TASK DESCRIPTION:
Rewrite the maildir discussion starting at "My main reason" and ending at "not use it?", replacing "performance" with "speed".

What's more is that I personally would like to use mail.app and mozilla on the
same mail-base without installing local IMAP-Servers.
(In reply to comment #46)
> I've seen the advantages of maildir from Apples mail.app and KDEs KMail.

Apple made some changes to how they store e-mails with OS X 10.4 (Tiger). All
messages are now individually stored to make them easily identifiable by the
integrated search function (Spotlight). I guess that [and MS Vista] is something
to consider when discussing file formats.
wrt comment #47:

Please don't work for an Apple-only solution, but instead please first get
Maildir going, then perhaps Maildir++.

If mailbox handling could probably stored per-mailbox like in Evolution
(could be part of the personal profile), this would be good. Programs
for converting maildir to mbox and vice versa already exist, and are
simple to create.
cc
*** Bug 321337 has been marked as a duplicate of this bug. ***
Could we change the name of this bug to "support maildir format" ? I use maildir format in several programs right now and none of them are qmail. I added a vote for this also as it's the main hold up that prevents me from switching to thunderbird.
*** Bug 335650 has been marked as a duplicate of this bug. ***
This is an enhancement, isn't it?
yes, it's an enhancement, thx.
Severity: normal → enhancement
maildir support is just what I'm expecting to begin to use thunderbird
Lack of maildir format prevents me from switching to Thunderbird because huge mailbox files often changing are difficult to backup :=(
FWIW, maildir may make enhance the functionality of tagging:  I would like to keep everything in my Inbox, tag it as needed, and then use search folders in place of standard folders.

(The benefit is that, because one message can have multiple tags, it would appear in multiple search folders.  So a message from Bob about the Chicago project can appear in both the "Bob" search folder and "Chicago" search folder.)

mbox can't handle an Inbox that large.  I suspect that maildir could.

My main reason for supporting this "bug" is performance.  Big mailboxes are really a pain to deal, specially on slow file systems, like windows FAT.  Delete a message is a very costly operation, and in these times of spam, delete is the most used function.   ;-)

The main issue is to abandon mbox+index format, and since Maildir is already a standard, why not use it?
does anyone know if one of the reasons maildir suport isn't being worked on is due to character limitations on the win32 platform?

DATA PROVIDED:
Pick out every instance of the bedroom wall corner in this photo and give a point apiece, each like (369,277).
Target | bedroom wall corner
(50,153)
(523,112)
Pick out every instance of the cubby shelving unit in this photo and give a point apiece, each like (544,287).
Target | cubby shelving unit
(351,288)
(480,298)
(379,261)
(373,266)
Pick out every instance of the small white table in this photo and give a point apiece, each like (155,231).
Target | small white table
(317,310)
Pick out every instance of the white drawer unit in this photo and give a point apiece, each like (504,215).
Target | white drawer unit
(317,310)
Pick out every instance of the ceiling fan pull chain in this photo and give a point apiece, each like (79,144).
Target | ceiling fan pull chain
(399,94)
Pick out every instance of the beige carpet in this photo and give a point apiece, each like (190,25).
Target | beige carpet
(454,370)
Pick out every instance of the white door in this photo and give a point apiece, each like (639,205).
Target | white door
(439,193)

WRITTEN ANSWER:
My main reason for supporting this "bug" is speed.  Big mailboxes are really a pain to deal, specially on slow file systems, like windows FAT.  Delete a message is a very costly operation, and in these times of spam, delete is the most used function.   ;-)

The main issue is to abandon mbox+index format, and since Maildir is already a standard, why not use it?